### Excerpted passage
Winter, who cofounded the biotech company Cambridge Antibody Technology in 1989, developed the technique for the purpose of finding novel therapeutics. In 1993, his research group used phage display to successfully isolate fragments of human antibodies that could bind specific antigens. The genes for these fragments could be expressed in bacteria, the team reported, and could offer a “promising alternative” to mouse-based methods for the “production of antibodies against cell surface molecules.”
In 2002, adalimumab (Humira), a therapeutic produced by this approach, was approved by European and US regulators for the treatment of rheumatoid arthritis. Speaking in 2006, Winter called the approval “the sort of thing I’m most proud of.” The technique has since been used to isolate molecules against autoimmune diseases, multiple cancers, and bacteria such as Bacillus anthracis—the cause of anthrax.
At a press conference earlier today, Winter, who was knighted in 2004, described himself as “a bit numb for a while” on receiving the news from Sweden. “I’m just so lucky,” he added. “There are so many brilliant scientists and there aren’t enough Nobel prizes to go around. . . . I feel very grateful.”
The methods that Frances Arnold developed laid the ground to develop enzymes for more sustainable chemistry.
—Volker Sieber, Technische Universität München
Philipp Holliger, a program leader at the LMB and previously a PhD student and postdoc in Winter’s lab during the 1990s, tells The Scientist that Winter’s award “is very well deserved—I couldn’t be happier for Greg.” While working on techniques to produce antibody therapeutics in bacteria, Holliger recalls, he was inspired not only by Winter’s “boyish enthusiasm” about the research projects themselves, but by the direction of what projects to pursue. “He had this remarkable ability to see the important problems to solve,” he says. “In all the clutter of potential lines of investigation, he had a laser-sharp focus.”

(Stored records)
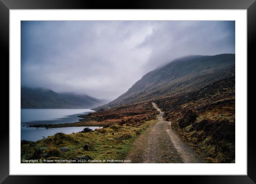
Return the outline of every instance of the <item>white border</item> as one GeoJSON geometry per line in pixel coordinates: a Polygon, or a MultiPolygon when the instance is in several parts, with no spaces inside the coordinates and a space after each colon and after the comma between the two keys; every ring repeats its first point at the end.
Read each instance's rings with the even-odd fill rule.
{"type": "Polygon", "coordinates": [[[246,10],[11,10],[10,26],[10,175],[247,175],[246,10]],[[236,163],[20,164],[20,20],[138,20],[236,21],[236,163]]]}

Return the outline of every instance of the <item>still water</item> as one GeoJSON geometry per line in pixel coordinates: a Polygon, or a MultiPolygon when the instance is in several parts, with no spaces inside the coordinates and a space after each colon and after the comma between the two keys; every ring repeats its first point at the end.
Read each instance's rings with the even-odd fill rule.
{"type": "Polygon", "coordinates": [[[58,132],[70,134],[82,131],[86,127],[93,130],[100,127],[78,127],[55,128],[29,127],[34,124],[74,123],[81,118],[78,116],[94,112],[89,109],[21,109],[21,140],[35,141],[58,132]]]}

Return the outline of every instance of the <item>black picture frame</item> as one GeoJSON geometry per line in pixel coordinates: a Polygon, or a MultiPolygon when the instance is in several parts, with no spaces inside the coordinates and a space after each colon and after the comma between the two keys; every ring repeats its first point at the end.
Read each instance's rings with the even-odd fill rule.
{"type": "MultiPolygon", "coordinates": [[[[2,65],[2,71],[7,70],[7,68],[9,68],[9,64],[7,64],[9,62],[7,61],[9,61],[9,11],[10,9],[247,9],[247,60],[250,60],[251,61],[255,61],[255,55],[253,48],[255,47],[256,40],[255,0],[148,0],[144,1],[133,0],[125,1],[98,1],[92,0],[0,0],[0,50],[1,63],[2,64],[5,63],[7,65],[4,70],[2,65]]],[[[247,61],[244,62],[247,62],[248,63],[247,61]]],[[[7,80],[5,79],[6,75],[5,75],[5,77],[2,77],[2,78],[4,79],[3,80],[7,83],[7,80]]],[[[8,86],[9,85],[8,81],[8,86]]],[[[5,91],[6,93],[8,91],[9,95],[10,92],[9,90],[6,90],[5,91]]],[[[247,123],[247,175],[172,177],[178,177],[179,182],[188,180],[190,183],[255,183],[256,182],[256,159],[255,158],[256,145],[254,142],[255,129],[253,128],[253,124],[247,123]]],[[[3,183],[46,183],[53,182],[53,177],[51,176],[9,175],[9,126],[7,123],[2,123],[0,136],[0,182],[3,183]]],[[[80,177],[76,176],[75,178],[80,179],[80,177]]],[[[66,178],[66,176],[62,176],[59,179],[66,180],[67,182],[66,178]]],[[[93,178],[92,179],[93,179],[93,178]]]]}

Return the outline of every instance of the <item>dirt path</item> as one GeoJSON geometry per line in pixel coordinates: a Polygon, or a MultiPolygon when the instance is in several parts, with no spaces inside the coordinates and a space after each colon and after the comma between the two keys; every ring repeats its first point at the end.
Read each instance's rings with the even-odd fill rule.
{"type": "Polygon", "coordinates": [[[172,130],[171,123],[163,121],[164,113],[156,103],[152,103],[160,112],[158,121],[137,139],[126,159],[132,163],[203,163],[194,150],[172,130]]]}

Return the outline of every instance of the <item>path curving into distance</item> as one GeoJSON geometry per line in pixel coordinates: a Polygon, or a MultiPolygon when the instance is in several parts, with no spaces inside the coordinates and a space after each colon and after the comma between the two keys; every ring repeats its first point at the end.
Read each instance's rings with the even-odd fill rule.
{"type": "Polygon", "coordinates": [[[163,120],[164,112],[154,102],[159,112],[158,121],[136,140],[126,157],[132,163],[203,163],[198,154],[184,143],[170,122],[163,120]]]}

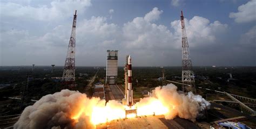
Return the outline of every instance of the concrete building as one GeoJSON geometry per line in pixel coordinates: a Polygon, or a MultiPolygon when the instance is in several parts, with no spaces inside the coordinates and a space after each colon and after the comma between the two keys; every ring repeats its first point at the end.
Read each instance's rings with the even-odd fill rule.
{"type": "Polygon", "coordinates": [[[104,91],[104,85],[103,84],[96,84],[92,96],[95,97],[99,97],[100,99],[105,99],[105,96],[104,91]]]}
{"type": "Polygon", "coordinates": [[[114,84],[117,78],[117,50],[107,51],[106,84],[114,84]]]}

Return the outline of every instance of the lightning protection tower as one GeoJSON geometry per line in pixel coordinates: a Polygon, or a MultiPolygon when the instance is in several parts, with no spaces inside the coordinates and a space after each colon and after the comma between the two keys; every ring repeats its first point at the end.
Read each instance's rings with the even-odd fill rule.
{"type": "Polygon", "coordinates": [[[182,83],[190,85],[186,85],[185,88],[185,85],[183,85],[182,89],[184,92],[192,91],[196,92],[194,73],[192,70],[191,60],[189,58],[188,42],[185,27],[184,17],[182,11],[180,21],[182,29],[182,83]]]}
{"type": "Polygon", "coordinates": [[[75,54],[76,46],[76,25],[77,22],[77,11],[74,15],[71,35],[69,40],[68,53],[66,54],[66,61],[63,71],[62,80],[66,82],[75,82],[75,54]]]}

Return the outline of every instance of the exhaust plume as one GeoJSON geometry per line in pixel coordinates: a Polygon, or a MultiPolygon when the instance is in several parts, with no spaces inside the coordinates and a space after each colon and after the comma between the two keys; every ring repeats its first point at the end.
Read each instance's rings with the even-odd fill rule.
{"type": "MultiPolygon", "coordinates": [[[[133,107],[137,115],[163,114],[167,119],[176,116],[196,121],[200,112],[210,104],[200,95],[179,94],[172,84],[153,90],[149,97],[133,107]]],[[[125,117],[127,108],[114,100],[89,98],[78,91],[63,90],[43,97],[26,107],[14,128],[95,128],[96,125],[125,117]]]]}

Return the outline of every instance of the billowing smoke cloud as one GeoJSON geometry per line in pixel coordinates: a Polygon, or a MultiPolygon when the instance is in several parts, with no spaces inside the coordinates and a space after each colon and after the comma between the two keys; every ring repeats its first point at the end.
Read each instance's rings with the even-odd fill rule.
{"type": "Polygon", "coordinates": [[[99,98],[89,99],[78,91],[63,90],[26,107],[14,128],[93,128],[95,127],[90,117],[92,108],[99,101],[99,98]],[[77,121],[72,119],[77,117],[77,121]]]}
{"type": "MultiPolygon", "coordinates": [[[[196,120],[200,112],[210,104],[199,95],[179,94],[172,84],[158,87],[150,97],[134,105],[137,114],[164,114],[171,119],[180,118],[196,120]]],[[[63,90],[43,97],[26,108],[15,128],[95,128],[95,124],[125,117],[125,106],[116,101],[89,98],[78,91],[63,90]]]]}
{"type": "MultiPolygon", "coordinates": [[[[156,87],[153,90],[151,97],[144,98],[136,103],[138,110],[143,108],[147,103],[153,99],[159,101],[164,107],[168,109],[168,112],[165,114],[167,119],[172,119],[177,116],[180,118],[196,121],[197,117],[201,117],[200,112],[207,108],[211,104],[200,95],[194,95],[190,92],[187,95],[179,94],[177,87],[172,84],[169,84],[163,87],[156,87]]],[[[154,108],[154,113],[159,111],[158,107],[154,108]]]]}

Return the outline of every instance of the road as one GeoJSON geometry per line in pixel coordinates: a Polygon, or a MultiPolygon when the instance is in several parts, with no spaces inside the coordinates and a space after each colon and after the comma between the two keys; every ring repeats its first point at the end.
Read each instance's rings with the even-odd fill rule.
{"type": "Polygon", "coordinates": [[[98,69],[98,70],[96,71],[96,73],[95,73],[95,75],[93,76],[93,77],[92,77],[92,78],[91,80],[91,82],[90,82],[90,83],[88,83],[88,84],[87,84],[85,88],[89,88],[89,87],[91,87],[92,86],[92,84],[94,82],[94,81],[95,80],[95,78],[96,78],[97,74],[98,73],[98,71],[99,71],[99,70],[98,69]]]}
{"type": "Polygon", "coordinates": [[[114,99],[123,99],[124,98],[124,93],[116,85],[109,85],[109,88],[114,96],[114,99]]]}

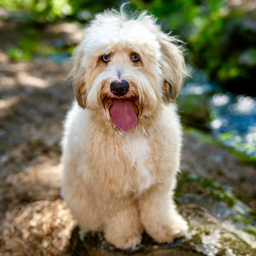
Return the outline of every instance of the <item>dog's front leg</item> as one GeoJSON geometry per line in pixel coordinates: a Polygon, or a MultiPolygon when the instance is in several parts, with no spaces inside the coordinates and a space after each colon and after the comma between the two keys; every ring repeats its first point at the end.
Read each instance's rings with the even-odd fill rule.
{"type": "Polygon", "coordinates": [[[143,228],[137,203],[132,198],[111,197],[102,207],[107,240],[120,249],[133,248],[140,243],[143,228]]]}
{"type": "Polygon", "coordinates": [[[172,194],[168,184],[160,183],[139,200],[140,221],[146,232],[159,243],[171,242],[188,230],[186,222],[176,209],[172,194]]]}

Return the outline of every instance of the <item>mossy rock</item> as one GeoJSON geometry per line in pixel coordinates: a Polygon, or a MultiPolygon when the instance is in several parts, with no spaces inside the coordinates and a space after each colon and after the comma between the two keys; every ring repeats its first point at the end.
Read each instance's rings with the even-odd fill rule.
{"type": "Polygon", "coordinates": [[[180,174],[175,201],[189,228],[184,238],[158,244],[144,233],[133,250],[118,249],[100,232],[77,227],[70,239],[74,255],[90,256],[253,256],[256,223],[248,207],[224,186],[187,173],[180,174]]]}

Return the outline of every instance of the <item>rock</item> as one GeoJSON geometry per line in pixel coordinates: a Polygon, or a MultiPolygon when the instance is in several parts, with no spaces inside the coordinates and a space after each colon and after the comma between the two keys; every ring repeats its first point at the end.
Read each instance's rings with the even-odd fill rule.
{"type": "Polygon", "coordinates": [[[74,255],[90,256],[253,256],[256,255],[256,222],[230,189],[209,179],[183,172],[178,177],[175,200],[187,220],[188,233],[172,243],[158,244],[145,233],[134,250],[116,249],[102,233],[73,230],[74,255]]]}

---

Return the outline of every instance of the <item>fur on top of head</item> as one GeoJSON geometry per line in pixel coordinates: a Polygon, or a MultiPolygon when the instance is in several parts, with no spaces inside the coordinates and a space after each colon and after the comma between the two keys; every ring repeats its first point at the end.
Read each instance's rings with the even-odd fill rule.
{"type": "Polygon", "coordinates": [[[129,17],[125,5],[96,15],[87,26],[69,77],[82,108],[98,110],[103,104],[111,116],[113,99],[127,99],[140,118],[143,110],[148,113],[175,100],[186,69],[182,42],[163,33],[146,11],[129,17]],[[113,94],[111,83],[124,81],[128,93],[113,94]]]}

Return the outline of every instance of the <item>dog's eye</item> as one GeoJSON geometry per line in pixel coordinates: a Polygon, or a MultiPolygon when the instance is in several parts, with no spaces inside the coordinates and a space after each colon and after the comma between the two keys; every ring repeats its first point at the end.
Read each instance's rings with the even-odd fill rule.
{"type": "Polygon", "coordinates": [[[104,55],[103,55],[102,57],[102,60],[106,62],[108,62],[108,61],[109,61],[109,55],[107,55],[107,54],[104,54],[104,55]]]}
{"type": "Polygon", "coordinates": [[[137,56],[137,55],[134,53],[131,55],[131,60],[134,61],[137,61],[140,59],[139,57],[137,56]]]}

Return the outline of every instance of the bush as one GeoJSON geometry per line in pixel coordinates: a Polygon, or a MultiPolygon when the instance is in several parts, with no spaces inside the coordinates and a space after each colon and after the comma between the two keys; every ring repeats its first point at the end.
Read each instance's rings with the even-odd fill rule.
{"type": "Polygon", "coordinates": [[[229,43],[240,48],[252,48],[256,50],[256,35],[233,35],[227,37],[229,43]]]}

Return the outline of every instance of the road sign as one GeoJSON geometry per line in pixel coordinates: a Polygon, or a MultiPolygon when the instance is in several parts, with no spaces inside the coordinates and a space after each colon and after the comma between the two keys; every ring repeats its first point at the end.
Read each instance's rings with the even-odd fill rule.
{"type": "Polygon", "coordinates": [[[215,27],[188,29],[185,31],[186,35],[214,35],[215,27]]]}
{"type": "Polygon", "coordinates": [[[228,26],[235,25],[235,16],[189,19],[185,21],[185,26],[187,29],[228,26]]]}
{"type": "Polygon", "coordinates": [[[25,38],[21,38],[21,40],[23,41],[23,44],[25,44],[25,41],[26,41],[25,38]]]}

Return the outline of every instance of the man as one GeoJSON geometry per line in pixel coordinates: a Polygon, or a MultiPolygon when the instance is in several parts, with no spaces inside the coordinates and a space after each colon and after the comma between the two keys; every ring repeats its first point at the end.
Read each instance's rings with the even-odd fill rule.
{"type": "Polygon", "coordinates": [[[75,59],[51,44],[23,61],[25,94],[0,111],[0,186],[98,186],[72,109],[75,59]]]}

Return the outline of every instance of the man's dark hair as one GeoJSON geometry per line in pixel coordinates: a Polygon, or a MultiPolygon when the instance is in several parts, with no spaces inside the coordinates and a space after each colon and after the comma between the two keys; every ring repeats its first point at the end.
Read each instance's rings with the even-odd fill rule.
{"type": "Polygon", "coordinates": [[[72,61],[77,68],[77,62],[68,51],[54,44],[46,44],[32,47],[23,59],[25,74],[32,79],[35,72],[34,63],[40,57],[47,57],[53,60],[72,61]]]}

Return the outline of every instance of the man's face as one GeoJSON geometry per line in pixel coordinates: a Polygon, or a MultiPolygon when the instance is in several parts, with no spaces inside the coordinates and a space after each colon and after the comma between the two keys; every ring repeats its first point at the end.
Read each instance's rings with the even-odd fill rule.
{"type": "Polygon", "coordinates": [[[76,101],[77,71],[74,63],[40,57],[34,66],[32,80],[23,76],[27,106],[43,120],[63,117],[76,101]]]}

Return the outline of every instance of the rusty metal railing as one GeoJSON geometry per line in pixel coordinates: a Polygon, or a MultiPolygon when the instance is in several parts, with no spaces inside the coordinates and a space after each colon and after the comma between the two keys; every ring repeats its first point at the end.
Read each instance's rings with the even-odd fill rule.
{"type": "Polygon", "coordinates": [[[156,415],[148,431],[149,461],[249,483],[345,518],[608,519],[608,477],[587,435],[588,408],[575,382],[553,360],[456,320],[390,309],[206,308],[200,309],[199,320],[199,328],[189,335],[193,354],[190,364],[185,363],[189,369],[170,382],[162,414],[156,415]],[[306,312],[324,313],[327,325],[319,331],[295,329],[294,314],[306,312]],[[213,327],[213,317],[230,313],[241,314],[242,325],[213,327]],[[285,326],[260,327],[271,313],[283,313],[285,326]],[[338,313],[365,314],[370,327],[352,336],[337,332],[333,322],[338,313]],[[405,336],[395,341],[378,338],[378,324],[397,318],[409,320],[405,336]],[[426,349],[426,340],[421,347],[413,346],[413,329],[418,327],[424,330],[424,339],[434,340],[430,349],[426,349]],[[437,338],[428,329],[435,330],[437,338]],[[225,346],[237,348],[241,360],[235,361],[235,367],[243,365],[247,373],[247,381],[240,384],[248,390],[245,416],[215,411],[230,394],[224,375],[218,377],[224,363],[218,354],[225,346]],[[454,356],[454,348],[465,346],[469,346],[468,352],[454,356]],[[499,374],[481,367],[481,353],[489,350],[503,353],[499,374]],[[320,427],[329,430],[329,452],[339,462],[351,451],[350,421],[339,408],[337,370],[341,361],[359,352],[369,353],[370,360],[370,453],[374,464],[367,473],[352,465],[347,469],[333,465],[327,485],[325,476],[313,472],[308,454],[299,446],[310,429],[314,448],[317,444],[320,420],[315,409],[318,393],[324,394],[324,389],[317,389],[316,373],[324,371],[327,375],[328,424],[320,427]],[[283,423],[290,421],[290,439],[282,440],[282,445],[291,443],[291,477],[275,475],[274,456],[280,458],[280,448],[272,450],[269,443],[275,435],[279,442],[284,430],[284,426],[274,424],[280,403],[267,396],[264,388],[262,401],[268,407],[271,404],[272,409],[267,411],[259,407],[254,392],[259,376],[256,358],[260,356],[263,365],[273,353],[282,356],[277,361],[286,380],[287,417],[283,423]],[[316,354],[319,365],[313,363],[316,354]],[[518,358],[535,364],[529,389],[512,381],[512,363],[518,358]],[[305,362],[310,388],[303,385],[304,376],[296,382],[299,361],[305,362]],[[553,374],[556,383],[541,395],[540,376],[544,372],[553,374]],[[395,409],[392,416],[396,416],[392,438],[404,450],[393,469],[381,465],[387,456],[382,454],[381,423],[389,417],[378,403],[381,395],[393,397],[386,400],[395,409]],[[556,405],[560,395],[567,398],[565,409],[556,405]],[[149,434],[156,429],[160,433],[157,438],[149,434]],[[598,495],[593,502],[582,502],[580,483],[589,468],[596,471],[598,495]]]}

### Brief A
Repeat word for word the part of the passage about Winter's antibody research between "At a press conference" and "more sustainable chemistry.", inclusive.
### Brief B
Write what comes next in the passage about Winter's antibody research, picking up after its final sentence.
The stored records are separate material and are not connected to the passage about Winter's antibody research.

### Task output A
At a press conference earlier today, Winter, who was knighted in 2004, described himself as “a bit numb for a while” on receiving the news from Sweden. “I’m just so lucky,” he added. “There are so many brilliant scientists and there aren’t enough Nobel prizes to go around. . . . I feel very grateful.”
The methods that Frances Arnold developed laid the ground to develop enzymes for more sustainable chemistry.

### Task output B
The prize marks the 12th time that a LMB researcher has won a Nobel. “This is really a great story for how science progresses from fundamental research to things that now, ultimately, are really beginning to benefit patients,” says Holliger. “I think that promise is being realized, and it’s wonderful to see.”
Directed evolution has also moved beyond the lab to applications in the field, but more so in the chemical industry. Arnold’s pioneering work to use the principle of evolution to engineer enzymes to perform particular functions began with a molecule called subtilisin E. She and her colleagues used random mutagenesis to produce myriad varieties of the enzyme, then selected those with desirable properties, mutated them randomly again, and repeated. Reporting in PNAS in 1993, the team was able to produce a subtilisin E that was 256 times more efficient than the original, and in a challenging chemical environment, no less.
Over the years, Arnold continued to hone the method and apply it to different molecules, even creating enzymes with functions not otherwise seen in nature. For instance, in 2013, Arnold’s team developed a bacterial enzyme that could produce cyclopropanes via a chemical reaction that biological organisms had not performed before.
The technique became “incredibly widely used,” says Lingchong You, a synthetic biologist at Duke University who did a postdoc under Arnold’s mentorship. “It’s used in all sorts of disciplines including bioengineering, chemistry, biology—when people try to use this technique to optimize a particular function of interest.”
Directed evolution has also had a big effect on the chemical industry, aiding efforts to develop production methods that are more energy efficient. “The methods that Frances Arnold developed laid the ground to develop enzymes for more sustainable chemistry,” says Volker Sieber, a professor at Technische Universität München who was a postdoc in Arnold’s lab.
You says Arnold’s recognition by the Nobel committee is not a surprise. Among her many honors, she received the National Medal of Technology and Innovation in 2011 and was awarded the Millennium Technology Prize in 2016. “It was quite expected,” You says. “It’s only natural for this to happen.”